··· RECORDS
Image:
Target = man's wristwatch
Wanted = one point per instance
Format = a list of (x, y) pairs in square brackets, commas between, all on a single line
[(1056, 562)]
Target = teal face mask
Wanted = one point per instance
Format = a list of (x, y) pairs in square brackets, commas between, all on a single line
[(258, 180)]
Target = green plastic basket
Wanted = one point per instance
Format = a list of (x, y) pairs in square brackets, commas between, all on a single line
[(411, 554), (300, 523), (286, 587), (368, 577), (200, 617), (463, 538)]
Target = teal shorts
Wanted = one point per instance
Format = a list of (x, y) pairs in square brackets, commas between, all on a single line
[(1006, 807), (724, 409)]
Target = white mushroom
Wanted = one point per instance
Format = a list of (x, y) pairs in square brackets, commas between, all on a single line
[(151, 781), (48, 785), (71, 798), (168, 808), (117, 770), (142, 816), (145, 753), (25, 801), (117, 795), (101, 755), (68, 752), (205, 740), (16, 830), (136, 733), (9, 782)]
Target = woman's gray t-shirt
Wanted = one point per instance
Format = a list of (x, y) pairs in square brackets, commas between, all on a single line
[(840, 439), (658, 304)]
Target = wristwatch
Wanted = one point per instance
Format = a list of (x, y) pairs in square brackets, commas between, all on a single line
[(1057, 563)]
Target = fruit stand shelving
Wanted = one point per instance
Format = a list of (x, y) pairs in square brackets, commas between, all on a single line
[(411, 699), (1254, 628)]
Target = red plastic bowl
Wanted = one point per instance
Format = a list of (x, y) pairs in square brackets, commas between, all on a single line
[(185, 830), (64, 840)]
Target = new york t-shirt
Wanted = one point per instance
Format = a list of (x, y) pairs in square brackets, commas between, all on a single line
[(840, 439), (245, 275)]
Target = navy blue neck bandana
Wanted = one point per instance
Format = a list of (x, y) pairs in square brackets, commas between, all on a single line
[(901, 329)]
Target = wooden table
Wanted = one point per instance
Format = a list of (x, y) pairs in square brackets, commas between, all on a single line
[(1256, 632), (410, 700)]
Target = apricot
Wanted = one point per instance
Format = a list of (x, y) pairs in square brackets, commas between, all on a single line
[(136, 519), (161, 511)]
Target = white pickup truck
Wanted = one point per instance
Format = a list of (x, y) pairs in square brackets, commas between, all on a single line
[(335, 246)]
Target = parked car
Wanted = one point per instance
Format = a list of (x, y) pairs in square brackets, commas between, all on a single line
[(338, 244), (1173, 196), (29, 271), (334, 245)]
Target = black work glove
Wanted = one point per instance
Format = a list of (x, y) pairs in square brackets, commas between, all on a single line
······
**PROBLEM DETAILS:** Switch each "one point per instance" in the lines above to "a single point for each instance" and give all the lines again, with nothing else changed.

**SOLUTION FOR THIS EXERCISE:**
Image:
Target = man's wristwatch
Wanted = a single point for each instance
Format = a list of (x, y) pairs in square brackets, commas between, all on a single line
[(1056, 562)]
Target = teal face mask
Wanted = a single point for each instance
Format = a list of (x, y) pairs in square brackets, commas between, all on a single line
[(258, 180)]
Target = green plastic basket
Wanted = a single point for each instance
Format = a list of (x, y) pairs in square brackets, commas between, all on a single line
[(411, 554), (300, 523), (286, 587), (368, 577), (200, 617), (463, 538)]
Target = teal shorts
Wanted = a single point for each instance
Format = a list of (x, y) pairs in square brackets, commas between, all on a single line
[(1006, 807), (724, 409)]
Target = white mushroom
Wanted = a single point for each instance
Format = a list of (x, y) pairs in square brackets, commas between, all on a single line
[(151, 781), (48, 785), (71, 798), (168, 808), (117, 770), (142, 816), (145, 753), (25, 801), (117, 795), (101, 755), (68, 752), (205, 740), (16, 830), (136, 733), (9, 782)]
Target = woman's gray t-shirt
Wanted = a single point for each instance
Format = a list of (x, y) pairs in square brackets, commas between, all on a single line
[(840, 439), (658, 304)]
Target = wristwatch
Wanted = a single point for each instance
Format = a list of (x, y) pairs in square brackets, commas between, all on a single line
[(1057, 563)]
Target = fruit stand shelving
Wanted = a single point for each instance
Format = a list of (x, y) pairs in square brackets, commas between, all on a single line
[(411, 699), (1254, 628)]
Target = red plastic bowl
Wanted = a single point for each instance
Format = a list of (x, y) pairs in square brackets, commas between, all on a single line
[(185, 830), (64, 840)]
Target = new york t-shirt
Wanted = a single point for each instance
Format = a list of (x, y) pairs in square brackets, commas between, all on a single line
[(840, 439), (245, 275)]
Target = navy blue neck bandana
Wanted = a single point for each instance
Format = a list of (x, y) pairs in square brackets, commas between, all on a single line
[(901, 329)]
Target = wooden table
Wanted = a single point for each instance
Format = a list of (x, y) pairs in square brackets, commas between, all on a single line
[(1256, 632), (410, 700)]
Target = apricot
Wanted = a single point for each instance
Format = a list of (x, y) pairs in square brackets, commas between, all on a single line
[(136, 519), (161, 511)]
Target = white pickup truck
Wanted = a single point for each instance
Format = a list of (x, y) pairs in square brackets, commas between, all on a single line
[(335, 246)]
Target = parked car
Wanted = a single point for each instance
Format = a list of (x, y) pairs in square brackets, commas between, all on a single line
[(338, 244), (1173, 196), (29, 271), (334, 245)]
Target = black work glove
Wanted = a single point for each instance
Format = a list of (x, y) pairs in square brackets, commas between, all on a single line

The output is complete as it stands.